*** Opening Exercise passage ***

Monday, January 19, 2009

Turning point?

"Comes the revolution," my mother used to say, imitating her grandfather's Yiddish accent, "we'll all eat pitches and krim."

It was my introduction to irony, and, as a young child, I totally didn't get it. We ate peaches (canned) and cream (sour) as often as we liked -- and George Washington had won the revolution way back in olden times. I caught on later, though, in the sixties, when my radical friends and I were busy changing the world -- and it seems that Mom first heard the phrase from great-grandpa back in the thirties, when she and her radical friends were busy changing the world.

A sizable chunk of the population of the United States seems to think the revolution will be starting tomorrow, at the Obama inauguration -- to which I reply, "pitches and krim." Disappointment, I'm afraid, is inevitable. George Washington really did win the revolution -- the bourgeois revolution -- way back in "olden times," and the plutocrats have been firmly in charge ever since.

This is not to say that some revolutionary change didn't take place in the thirties, with the coming of welfare capitalism, or in the sixties, with the expansion of the welfare state and the gains accomplished for civil rights. It's just that the changes didn't match the expectations. They never do.

So what can we expect of Obama? Anybody who's been paying attention can see that while he speaks like an idealist, his actions are guided entirely by pragmatism. He will not expend "political capital" fighting the health care lobby, so we will not have the single-payer health insurance system we so desperately need. He will not stand up to the financial industry, weakened as it is, so we will continue the long-standing practice of socializing losses and privatizing profits. (Yes, taxpayers, you soon will own a shitload of "toxic assets.") He will not instruct his Justice Department to prosecute the leaders of the outgoing administration for war crimes, and he's likely to entagle us in Afghanistan just as thoroughly and painfully as Kennedy entangled us in Vietnam.

I think the best we can hope for is the reversal of some of the catastrophic mistakes of Reagan, Bush, Clinton, and Bush II -- although nearly thirty years of free-market excess aided and abetted by government is not likely to disappear in eight, despite the clear failure of Milton Friedman/Alan Greenspan economics. Still, all of us can be happy that The Worst President In The History Of The United States Of America will no longer be around to make things even worse.

Is that enough of a "turning point" for you? I hope so.

*** Closing Exercise passage ***
*** Opening Provided records ***

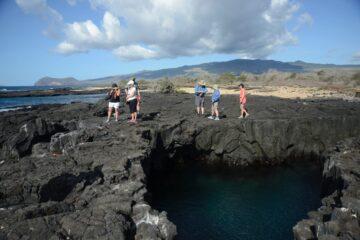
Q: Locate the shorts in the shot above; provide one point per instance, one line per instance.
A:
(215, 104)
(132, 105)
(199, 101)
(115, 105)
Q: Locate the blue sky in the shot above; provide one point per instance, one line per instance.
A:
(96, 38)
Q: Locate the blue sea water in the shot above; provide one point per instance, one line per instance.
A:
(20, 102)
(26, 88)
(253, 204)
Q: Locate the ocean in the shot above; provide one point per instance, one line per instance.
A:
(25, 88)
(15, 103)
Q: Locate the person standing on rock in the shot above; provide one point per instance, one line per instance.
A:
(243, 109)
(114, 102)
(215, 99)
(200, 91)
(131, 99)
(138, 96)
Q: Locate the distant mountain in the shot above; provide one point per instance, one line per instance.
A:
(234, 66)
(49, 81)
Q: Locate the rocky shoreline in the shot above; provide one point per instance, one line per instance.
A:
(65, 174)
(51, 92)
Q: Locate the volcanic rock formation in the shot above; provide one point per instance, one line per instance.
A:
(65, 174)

*** Closing Provided records ***
*** Opening Provided records ***

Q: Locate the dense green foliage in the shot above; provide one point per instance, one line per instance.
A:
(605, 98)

*** Closing Provided records ***

Problem:
Write out, word for word, the part of the "Turning point?" post above that begins with "A sizable chunk" and ends with "charge ever since.".

Result for this task:
A sizable chunk of the population of the United States seems to think the revolution will be starting tomorrow, at the Obama inauguration -- to which I reply, "pitches and krim." Disappointment, I'm afraid, is inevitable. George Washington really did win the revolution -- the bourgeois revolution -- way back in "olden times," and the plutocrats have been firmly in charge ever since.